**Exercise task**
Copy each of the following items word for word.

**Input**
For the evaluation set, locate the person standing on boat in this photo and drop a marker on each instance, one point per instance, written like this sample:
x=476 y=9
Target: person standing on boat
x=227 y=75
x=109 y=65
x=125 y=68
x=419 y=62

**Written solution**
For the evaluation set, locate the person standing on boat in this photo and drop a marker on each instance, one point per instance, written like this sample:
x=476 y=9
Target: person standing on boat
x=227 y=75
x=109 y=65
x=125 y=68
x=419 y=62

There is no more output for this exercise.